Task prompt ▸
Transcribe each entry exactly, without pictures.

Material supplied ▸

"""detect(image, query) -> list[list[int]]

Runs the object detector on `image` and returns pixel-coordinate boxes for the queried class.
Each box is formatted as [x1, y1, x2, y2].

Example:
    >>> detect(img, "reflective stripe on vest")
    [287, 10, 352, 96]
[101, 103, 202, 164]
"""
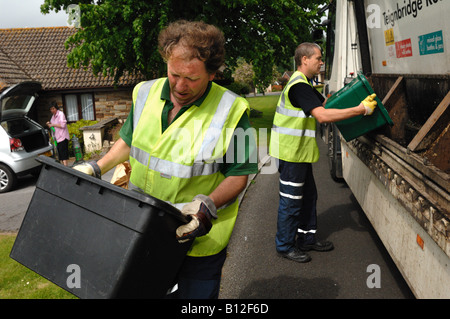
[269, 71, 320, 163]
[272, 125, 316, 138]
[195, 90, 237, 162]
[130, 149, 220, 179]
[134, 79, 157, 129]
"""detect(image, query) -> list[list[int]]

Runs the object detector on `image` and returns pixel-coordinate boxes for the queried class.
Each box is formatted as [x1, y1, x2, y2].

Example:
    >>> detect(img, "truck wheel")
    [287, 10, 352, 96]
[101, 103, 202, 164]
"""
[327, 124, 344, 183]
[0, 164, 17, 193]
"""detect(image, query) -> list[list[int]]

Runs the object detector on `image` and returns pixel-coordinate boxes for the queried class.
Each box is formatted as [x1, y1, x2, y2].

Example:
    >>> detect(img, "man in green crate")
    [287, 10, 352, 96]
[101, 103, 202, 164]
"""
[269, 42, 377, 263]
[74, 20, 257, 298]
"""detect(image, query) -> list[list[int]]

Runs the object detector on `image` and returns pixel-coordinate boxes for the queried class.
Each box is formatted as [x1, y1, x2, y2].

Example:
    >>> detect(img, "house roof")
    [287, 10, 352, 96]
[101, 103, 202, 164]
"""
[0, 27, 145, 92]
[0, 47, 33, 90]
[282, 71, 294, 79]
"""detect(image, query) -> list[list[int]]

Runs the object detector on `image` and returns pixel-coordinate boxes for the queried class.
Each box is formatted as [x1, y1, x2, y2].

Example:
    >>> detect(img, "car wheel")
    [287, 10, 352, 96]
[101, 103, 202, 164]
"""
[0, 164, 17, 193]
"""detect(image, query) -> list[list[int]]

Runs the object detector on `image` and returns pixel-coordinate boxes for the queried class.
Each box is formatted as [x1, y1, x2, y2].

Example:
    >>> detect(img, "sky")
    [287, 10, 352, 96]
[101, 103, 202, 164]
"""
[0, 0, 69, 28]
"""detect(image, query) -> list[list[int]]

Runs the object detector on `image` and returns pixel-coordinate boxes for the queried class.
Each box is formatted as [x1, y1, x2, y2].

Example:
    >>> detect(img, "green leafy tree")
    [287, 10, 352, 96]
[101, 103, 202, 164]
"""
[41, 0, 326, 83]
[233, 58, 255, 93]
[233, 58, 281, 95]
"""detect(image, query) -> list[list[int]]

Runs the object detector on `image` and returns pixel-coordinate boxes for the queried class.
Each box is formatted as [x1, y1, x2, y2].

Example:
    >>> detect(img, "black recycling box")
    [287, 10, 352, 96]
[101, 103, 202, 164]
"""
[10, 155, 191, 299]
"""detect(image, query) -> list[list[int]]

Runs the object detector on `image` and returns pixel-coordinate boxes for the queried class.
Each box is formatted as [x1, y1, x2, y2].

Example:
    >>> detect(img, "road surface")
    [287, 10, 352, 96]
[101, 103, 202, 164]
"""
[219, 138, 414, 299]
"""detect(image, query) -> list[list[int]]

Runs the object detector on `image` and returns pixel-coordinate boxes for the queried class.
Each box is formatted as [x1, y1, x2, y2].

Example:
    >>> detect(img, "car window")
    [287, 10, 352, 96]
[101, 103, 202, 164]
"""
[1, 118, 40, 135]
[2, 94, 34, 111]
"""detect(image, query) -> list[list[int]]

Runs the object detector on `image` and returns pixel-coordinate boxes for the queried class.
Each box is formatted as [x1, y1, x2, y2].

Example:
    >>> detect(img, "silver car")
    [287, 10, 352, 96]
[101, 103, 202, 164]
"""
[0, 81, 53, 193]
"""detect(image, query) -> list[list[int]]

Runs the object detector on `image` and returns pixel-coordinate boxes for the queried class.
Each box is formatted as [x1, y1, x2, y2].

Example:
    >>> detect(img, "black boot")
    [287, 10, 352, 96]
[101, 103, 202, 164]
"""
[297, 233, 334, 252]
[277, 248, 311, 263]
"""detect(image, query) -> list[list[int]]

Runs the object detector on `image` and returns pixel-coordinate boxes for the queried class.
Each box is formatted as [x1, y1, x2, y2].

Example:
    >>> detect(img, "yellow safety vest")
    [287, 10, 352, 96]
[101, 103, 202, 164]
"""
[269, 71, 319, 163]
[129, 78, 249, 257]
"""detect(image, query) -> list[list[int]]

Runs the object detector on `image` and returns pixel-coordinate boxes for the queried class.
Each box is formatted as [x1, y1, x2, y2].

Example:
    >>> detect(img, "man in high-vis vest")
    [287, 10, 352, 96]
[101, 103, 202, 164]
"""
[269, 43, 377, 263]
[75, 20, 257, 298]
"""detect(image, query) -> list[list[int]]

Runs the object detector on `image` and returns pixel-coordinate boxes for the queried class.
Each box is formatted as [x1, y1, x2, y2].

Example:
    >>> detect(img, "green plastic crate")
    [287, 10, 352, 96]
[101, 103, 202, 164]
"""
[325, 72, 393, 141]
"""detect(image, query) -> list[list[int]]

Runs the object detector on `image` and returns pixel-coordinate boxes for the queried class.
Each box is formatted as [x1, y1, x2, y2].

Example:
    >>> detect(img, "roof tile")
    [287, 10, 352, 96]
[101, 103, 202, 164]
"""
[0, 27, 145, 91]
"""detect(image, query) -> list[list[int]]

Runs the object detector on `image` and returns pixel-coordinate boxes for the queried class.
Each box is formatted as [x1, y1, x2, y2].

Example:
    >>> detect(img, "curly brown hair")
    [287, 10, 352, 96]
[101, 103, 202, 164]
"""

Response ▸
"""detect(image, query) -> list[list[int]]

Runs the object detector on `image` and returns pixel-coordinate boxes for the queried class.
Each box is formatted as [x1, y1, x2, y2].

Example:
    >>> detect(img, "reflective stripe on vest")
    [287, 10, 352, 96]
[101, 103, 202, 164]
"""
[269, 71, 320, 163]
[272, 125, 316, 138]
[195, 90, 237, 162]
[130, 149, 220, 179]
[134, 79, 157, 129]
"""detect(image, query) -> list[list[int]]

Runs the object detector on `image` and returns pixel-coordinate boxes for the queried class.
Each box is formatted as [x1, y1, x2, y2].

Example:
    >>> detect(img, "truck wheel")
    [287, 10, 352, 96]
[101, 103, 202, 164]
"""
[327, 124, 344, 183]
[0, 164, 17, 193]
"""detect(image, query) -> list[list[int]]

Runs the object detector on `image` and returns pixel-coordinate boxes for the queried class.
Each box is formatted as [x1, y1, x2, y2].

Example:
    >>> detect(img, "man in green crate")
    [287, 10, 352, 96]
[101, 103, 202, 164]
"""
[269, 42, 377, 263]
[74, 20, 257, 298]
"""detect(image, query) -> list[list[int]]

Runs the object detector on `image` and returns pixel-coordinate boxes for the queried class.
Each box is formatted as [x1, y1, x2, y2].

Example:
    >>> detect(img, "house roof")
    [287, 10, 352, 96]
[101, 103, 202, 164]
"""
[0, 27, 145, 92]
[0, 47, 33, 90]
[282, 71, 294, 79]
"""detect(image, query) -> list[list[int]]

Runs the object detector on `image` and returns pixel-coordinate boxes for the queried class.
Each box is formatted as [x1, y1, x2, y2].

Example:
    >>> detect(img, "car wheel")
    [287, 10, 352, 96]
[101, 103, 202, 164]
"""
[0, 164, 17, 193]
"""detect(image, query) -> list[list[int]]

Runs the object detector on `image` and returns pixel-coordinate boxes for the queried class.
Each box is formatted as [x1, y1, x2, y2].

Example:
    >>> detect(img, "sky")
    [287, 10, 352, 96]
[101, 103, 202, 164]
"""
[0, 0, 69, 28]
"""detect(image, query) -> list[list[int]]

Runs the object detector on `image` and returns pixel-coordinate boxes for the queried class.
Each box is formatted as [x1, y1, x2, y2].

Example:
    >>> detect(img, "green leafy tree")
    [287, 10, 352, 96]
[101, 103, 202, 164]
"""
[41, 0, 326, 83]
[233, 58, 255, 93]
[233, 58, 281, 95]
"""detect(image, query) -> list[list[int]]

Runs the object detector on `image` and returns pixel-coordinate boxes for the queried class.
Each box is formatted as [x1, y1, x2, y2].

Example:
    >>> detect(img, "black recycling box")
    [287, 10, 352, 96]
[101, 103, 202, 164]
"""
[10, 155, 191, 299]
"""detect(image, query) -> list[list[int]]

Runs the object detector on `image` and returns pixel-coordinate boxes for the queried class.
Each box is formatted as [x1, y1, x2, y2].

Example:
    >>> detect(img, "road surface")
    [287, 10, 352, 96]
[101, 103, 202, 164]
"""
[219, 138, 414, 299]
"""detect(image, query) -> list[list[int]]

Runs the object detector on `image` and returns pixel-coordinate boxes for the queried class.
Each box is formatted as [x1, y1, x2, y2].

Example:
    >>> detect(img, "car window")
    [287, 10, 352, 96]
[101, 103, 202, 164]
"""
[1, 118, 40, 135]
[2, 94, 34, 111]
"""detect(image, query) -> list[list[int]]

Runs the object detector on `image` and returns pixel-coordinate boxes for the queried class.
Each box is formatted as [x1, y1, x2, y2].

Example:
    >>> detect(img, "silver car")
    [287, 10, 352, 96]
[101, 103, 202, 164]
"""
[0, 81, 53, 193]
"""detect(image, query) -> list[list[int]]

Runs the object detector on `image` and returns pixel-coordinate boxes for the queried class.
Each box is formatted as [x1, y1, x2, y2].

Example:
    >>> detect(img, "black boot")
    [287, 10, 352, 96]
[101, 103, 202, 164]
"""
[297, 233, 334, 252]
[277, 248, 311, 263]
"""detect(image, query) -> list[list[int]]

Runs the object detector on `image` and returns pixel-coordinate boxes for the queried class.
Each box is formatted as [x1, y1, x2, y2].

Example:
    >>> detect(img, "yellow safety vest")
    [287, 10, 352, 96]
[101, 103, 202, 164]
"""
[269, 71, 319, 163]
[129, 78, 249, 257]
"""detect(image, query) -> list[list[int]]

Runs the object detector on `image` and returns pixel-coordinate boxes for the queried class.
Each box is formatted as [x1, y1, x2, y2].

Example:
    >>> detect(img, "man in high-vis vest")
    [287, 10, 352, 96]
[101, 103, 202, 164]
"""
[269, 43, 377, 263]
[75, 20, 257, 298]
"""detect(image, query) -> list[list[int]]

Runs the object detector on `image` and returns pixel-coordinate boxes for the queried class.
Each box is formatted as [x1, y1, x2, y2].

Example:
    >>> detect(img, "green plastic crate")
    [287, 10, 352, 96]
[101, 103, 202, 164]
"""
[325, 72, 393, 141]
"""detect(image, query) -> list[list[int]]

Runs the object detector on `image` and returns pixel-coordinate boxes for the queried class.
Each box is formatted as [x1, y1, x2, y2].

Example:
    >>> detect(img, "roof tile")
    [287, 10, 352, 96]
[101, 103, 202, 164]
"""
[0, 27, 145, 91]
"""detect(image, query) -> list[list[int]]

Runs the object detector on `image` and returns pixel-coordinate boxes for the queried class.
Each box is formatted as [x1, y1, x2, y2].

Example:
    >>> detect(img, "curly brown hair")
    [287, 10, 352, 96]
[101, 103, 202, 164]
"""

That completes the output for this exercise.